┌──

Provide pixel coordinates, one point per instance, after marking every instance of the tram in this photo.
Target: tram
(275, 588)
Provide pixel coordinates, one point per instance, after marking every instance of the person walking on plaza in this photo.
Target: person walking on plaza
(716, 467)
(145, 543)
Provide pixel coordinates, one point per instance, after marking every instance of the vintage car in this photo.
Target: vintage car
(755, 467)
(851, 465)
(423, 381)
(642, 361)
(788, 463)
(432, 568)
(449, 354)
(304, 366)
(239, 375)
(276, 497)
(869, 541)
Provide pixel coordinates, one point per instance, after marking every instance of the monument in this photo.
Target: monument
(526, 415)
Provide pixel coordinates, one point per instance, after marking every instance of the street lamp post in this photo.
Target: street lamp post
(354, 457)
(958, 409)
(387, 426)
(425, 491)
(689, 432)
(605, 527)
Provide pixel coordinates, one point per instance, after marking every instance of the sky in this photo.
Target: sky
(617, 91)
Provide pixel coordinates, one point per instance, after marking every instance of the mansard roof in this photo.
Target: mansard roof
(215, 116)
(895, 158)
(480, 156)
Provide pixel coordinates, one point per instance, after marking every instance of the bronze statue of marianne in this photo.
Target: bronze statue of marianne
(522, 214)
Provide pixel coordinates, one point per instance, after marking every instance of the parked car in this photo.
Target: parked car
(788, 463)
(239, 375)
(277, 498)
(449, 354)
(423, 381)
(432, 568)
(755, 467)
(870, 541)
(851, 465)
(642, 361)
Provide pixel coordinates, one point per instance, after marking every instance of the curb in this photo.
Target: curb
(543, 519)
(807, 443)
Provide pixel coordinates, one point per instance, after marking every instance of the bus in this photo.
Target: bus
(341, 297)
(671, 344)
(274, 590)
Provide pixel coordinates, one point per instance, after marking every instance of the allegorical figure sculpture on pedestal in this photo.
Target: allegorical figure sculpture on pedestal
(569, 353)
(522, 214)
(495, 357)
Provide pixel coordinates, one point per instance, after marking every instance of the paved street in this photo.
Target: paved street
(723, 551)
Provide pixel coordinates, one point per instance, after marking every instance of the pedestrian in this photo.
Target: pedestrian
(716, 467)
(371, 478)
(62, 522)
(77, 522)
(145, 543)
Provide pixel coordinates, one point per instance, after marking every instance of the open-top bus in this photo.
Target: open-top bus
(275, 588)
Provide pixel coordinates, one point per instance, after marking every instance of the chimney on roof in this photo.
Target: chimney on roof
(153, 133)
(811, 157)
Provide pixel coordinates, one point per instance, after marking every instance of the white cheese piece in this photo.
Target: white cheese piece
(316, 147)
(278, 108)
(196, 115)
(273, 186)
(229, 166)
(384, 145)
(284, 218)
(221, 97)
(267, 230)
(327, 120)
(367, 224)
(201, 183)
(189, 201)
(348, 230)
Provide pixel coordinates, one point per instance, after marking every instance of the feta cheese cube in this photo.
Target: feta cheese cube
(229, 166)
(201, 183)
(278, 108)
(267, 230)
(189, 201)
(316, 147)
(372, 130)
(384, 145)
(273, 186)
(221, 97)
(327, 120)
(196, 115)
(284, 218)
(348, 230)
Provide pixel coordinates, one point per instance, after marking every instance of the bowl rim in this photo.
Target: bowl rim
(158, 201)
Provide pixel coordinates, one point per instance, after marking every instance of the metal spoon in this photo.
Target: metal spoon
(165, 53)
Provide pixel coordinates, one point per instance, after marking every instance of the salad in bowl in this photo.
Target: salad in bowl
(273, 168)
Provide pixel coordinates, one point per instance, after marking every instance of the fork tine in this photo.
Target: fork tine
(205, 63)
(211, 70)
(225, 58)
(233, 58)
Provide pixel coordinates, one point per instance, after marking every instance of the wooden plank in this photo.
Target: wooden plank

└──

Go through the records and print each one exactly.

Solved problem:
Provide pixel coordinates, one point per instance, after marking every instance of the tram in this photo.
Target: tram
(275, 588)
Provide pixel coordinates, one point per instance, after marking every instance of the person walking on plaza in this photo.
Target: person walking on plaza
(716, 467)
(145, 543)
Provide pixel coordinates, one point per instance, after marking every instance of the vintage car in this photo.
Target: vintage car
(755, 467)
(851, 465)
(423, 381)
(642, 361)
(788, 463)
(432, 568)
(449, 354)
(304, 366)
(239, 375)
(276, 497)
(869, 541)
Provide pixel coordinates, one point per instance, after marking every instance of the monument in this photo.
Target: monument
(526, 415)
Provide pixel coordinates, one point per instance, after marking every instance of the street lamp post in this photo.
Target: street lamp post
(354, 457)
(958, 409)
(387, 426)
(425, 491)
(689, 432)
(605, 527)
Provide pixel coordinates, one point per instance, after marking every instance of the sky in this photo.
Target: sky
(617, 91)
Provide pixel coordinates, one point per instance, after marking every instance of the mansard roof in this photo.
Target: mansard roof
(215, 116)
(895, 158)
(480, 156)
Provide pixel coordinates, one point per instance, after marking every instance of the bronze statue of marianne in this photo.
Target: bronze statue of marianne
(522, 214)
Provide pixel coordinates, one point per instance, after marking every instance of the parked car in this photo.
Target: parked car
(788, 463)
(239, 375)
(277, 498)
(449, 354)
(423, 381)
(432, 568)
(755, 467)
(870, 541)
(851, 465)
(642, 361)
Provide pixel coordinates, one point per instance, after marking every instance of the curb in this photo.
Target: curb
(543, 519)
(807, 443)
Provide pixel coordinates, one point per instance, after marking every instance of the bus in this photo.
Target: bus
(341, 297)
(671, 344)
(274, 590)
Provide pixel coordinates, one point per instance, after marking every instance of the allegorical figure sculpture on pedestal in this photo.
Target: allegorical figure sculpture on pedestal
(569, 353)
(522, 214)
(495, 357)
Provide pixel coordinates, one point per instance, after marking every instance of the paved street in this photo.
Target: paved street
(723, 551)
Provide pixel coordinates, one point per instance, after marking every instance of the pedestrian in this photo.
Target: pedestrian
(716, 467)
(371, 478)
(62, 522)
(77, 522)
(145, 543)
Provide pixel coordinates, one point per instance, after marking every instance of the open-top bus in this photo.
Target: open-top bus
(275, 588)
Provide pixel coordinates, one point per instance, after marking every instance of the chimney on roof in this photo.
Target: chimney on roof
(153, 133)
(811, 157)
Provide pixel coordinates, one point per instance, after marking every instance of the white cheese piece in this photo.
Target: white cheese piece
(316, 147)
(278, 108)
(196, 115)
(273, 186)
(229, 166)
(384, 145)
(284, 218)
(221, 97)
(267, 230)
(327, 120)
(367, 224)
(201, 183)
(189, 201)
(348, 230)
Provide pixel coordinates, one point per instance, after marking every instance of the feta cheese cube in this photo.
Target: feta cheese cube
(229, 166)
(201, 183)
(278, 108)
(267, 230)
(189, 201)
(316, 147)
(372, 130)
(384, 145)
(273, 186)
(221, 97)
(327, 120)
(196, 115)
(284, 218)
(348, 230)
Provide pixel coordinates, one point per instance, after marking every instance of the bowl rim in this photo.
Target: bowl rim
(158, 201)
Provide pixel coordinates, one point per instance, after marking every instance of the metal spoon in this photo.
Target: metal spoon
(165, 53)
Provide pixel coordinates, one point per instance, after marking every instance of the salad in bowl in this photo.
Target: salad in bowl
(273, 168)
Provide pixel coordinates, one point per instance, after marking every instance of the fork tine in this photo.
Target: fork tine
(205, 63)
(211, 70)
(225, 58)
(233, 58)
Provide pixel coordinates, one point per instance, after marking every instance of the wooden plank in this photo.
Target: wooden plank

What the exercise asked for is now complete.